*** RECORD SET ***

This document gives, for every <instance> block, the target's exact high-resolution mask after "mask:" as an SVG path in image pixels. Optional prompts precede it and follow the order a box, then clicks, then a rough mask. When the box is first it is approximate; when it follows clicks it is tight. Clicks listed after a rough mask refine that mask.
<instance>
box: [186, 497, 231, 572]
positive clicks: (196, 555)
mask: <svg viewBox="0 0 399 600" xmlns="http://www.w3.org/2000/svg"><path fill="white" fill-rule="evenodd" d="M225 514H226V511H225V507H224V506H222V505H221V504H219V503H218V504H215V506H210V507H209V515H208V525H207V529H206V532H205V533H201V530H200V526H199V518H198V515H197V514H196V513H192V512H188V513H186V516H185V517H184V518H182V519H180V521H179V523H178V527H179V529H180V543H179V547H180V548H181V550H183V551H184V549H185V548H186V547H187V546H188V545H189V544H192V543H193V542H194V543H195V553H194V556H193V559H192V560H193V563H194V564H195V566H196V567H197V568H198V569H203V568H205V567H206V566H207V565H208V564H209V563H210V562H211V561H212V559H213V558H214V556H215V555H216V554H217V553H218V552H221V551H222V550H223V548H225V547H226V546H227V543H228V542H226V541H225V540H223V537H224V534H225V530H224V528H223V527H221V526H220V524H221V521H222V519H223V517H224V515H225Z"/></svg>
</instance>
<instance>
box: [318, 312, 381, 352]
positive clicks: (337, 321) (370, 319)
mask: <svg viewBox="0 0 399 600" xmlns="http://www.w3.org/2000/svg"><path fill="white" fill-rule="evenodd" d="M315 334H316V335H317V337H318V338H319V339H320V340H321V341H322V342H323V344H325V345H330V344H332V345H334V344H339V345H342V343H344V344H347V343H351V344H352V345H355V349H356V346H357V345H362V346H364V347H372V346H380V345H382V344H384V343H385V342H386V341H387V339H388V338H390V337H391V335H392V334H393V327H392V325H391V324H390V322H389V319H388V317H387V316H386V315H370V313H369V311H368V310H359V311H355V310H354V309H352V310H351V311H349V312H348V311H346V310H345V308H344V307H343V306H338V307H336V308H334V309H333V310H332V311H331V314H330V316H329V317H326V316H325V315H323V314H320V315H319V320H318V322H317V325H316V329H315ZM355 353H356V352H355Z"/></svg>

*** End of RECORD SET ***

- TASK DESCRIPTION
Give back exactly the material above from its opening line to the line bearing "box: [186, 497, 231, 572]".

- OUTPUT
This document gives, for every <instance> block, the target's exact high-resolution mask after "mask:" as an SVG path in image pixels. Optional prompts precede it and follow the order a box, then clicks, then a rough mask. When the box is first it is approximate; when it follows clicks it is tight. Clicks listed after a rough mask refine that mask.
<instance>
box: [186, 497, 231, 572]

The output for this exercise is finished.